- Supplied data:

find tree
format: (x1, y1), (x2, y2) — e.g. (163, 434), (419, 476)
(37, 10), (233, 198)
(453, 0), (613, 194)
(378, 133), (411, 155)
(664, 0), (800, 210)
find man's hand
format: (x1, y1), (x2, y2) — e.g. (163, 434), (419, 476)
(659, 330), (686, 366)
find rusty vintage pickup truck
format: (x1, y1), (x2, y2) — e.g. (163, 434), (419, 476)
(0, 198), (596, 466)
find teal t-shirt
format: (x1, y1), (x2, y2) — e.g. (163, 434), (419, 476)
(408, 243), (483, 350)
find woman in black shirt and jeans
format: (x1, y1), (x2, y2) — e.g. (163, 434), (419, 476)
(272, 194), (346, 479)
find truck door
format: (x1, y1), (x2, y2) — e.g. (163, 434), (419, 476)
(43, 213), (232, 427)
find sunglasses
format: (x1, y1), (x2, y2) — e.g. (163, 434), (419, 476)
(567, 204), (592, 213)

- The task: Everything from the line containing "find rusty vintage pickup truck" through the last line of the records must be given again exactly; leave out all other lines.

- Result:
find rusty vintage pickup truck
format: (x1, y1), (x2, y2) — e.g. (163, 434), (419, 476)
(0, 198), (596, 466)
find teal t-shirt
format: (x1, y1), (x2, y2) — e.g. (163, 434), (419, 476)
(408, 243), (483, 350)
find woman in black shirt and jeans
format: (x1, y1), (x2, y2) — e.g. (163, 434), (419, 476)
(272, 194), (346, 479)
find truck door
format: (x1, y1), (x2, y2) — e.g. (163, 434), (419, 476)
(43, 213), (232, 427)
find sunglasses
format: (x1, y1), (x2, y2) — e.g. (163, 434), (419, 476)
(567, 204), (592, 213)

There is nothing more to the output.